--- begin Source extract ---

[sci.electronics] DCO's revisited - an inquiry into hardware implementation

mark@cogent.UUCP (Captain Neptune) (07/06/87)

I recently posted an article discussing the design of a totally digital
oscillator for use in a musical synthesizer.  It was posted in the
"rec.music.synth" group, I forget what the distribution was.  If anyone
did not receive it and wishes for a copy, email me.  Anyway, in an attempt
to actually work out the hardware implementation, I have run into a problem.

The key part of the DCO is the adder-latch feedback loop.  Theoretically,
as my article described, you can run it at a clock rate of your choosing and
use the number of bits of your choosing, in order to achieve the desired
range and accuracy.  The problem, however, is getting circuitry that will
run fast enough.  Specifically:

The only binary adder that I can locate that is reasonably simple and
readily available is the 7483 IC.  For faster speed, the CMOS version,
the 74HC283, is available (slightly different pinout, but same stuff).
The 74HC283 is plenty fast, BUT it is only 4 bits wide.  To handle a
large number of bits (between 20 and 32), this means cascading a bunch
of them (so their carry-bits can be connected together).  The propogation
delays for the carry bits add up to a large amount.  The bottom line is
this: the adder gets REAL slow due to the required rippling of so many
carry bits.

I see 3 possible solutions, and request feedback on them (or any other ideas):

1. Get a adder that handles more bits.  An 8-bit adder IC would approximately
   double the speed of the overall adder.  An adder that handled more than
   8 bits would be even better.  But where to find one?????

2. Use PALs.  A PAL could be programmed to act as an adder that handles many
   more bits.  An 8-bit adder could be made easily.  Some PALs even have
   latched outputs, so the whole adder-latch loop could be burned into the
   PAL.  The problem: which PAL is most suitable and where to get it
   programmed for less than an arm and a leg.

3. Use a Microprocesser Slice chip (an ALU, that is).  The 7400 series
   has a cruddy 4-bit ALU, which is no better off.  There is a place called
   Cypress Semiconductor (sp?) which makes 16-bit slices.  Two of those
   cascaded would give you a damn-good 32-bit ALU.  The problem:  fitting
   it into a reasonably simple DCO design (probably require microcode to
   run the ALU) and availability (will they sell me less than lots of 1000?)

Well, net?  There you have it.  What do YOU think is a good course of action?

Like I said, email if you want to see the original article.  It may clarify
my questions for you.

Thanks in advance.
-- 
+----------------------------------------------------------------------------+
|     Mark Steven Jeghers: the terrorist smuggling CIA weapons to Libya      |
|                                                                            |
|     {ihnp4,cbosgd,lll-lcc,lll-crg}|{dual,ptsfa}!cogent!mark                |
|                                                                            |
|     Standard Disclaimer:  Contents may have settled during shipment.       |
+----------------------------------------------------------------------------+

thompson@calgary.UUCP (07/07/87)

--- end Source extract ---

* To do *
A. Answer these from the DCO post, each on its own line:
(i) Which IC does the post name as the CMOS version of the 7483?
(ii) How many bits does the post say the adder must handle?
(iii) What effect would an 8-bit adder IC have on the overall adder's speed, according to the first proposed solution?
B. Using the DCO post, explain in one to three sentences why cascaded 74HC283 chips make the adder slow.

--- begin Recorded information ---

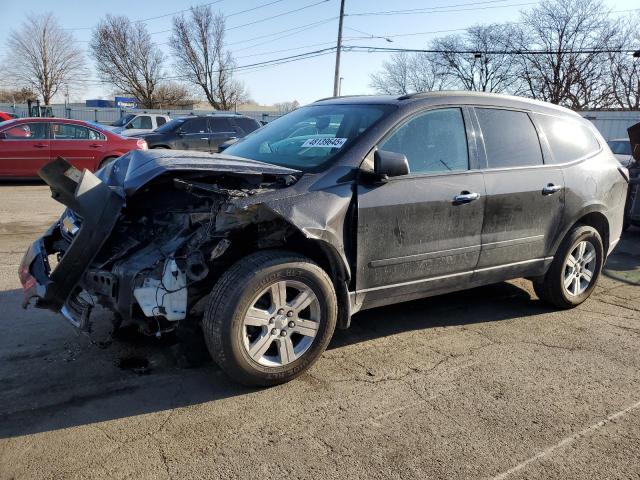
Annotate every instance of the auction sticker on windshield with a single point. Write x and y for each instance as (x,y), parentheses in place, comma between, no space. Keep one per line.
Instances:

--- end Recorded information ---

* Answers to the exercise *
A.
(i) The 74HC283.
(ii) Between 20 and 32 bits.
(iii) It would approximately double the speed of the overall adder.

B. The 74HC283 is only 4 bits wide, so handling 20 to 32 bits means cascading several of them with their carry bits connected together. The carry has to ripple through so many stages that the propagation delays add up to a large amount.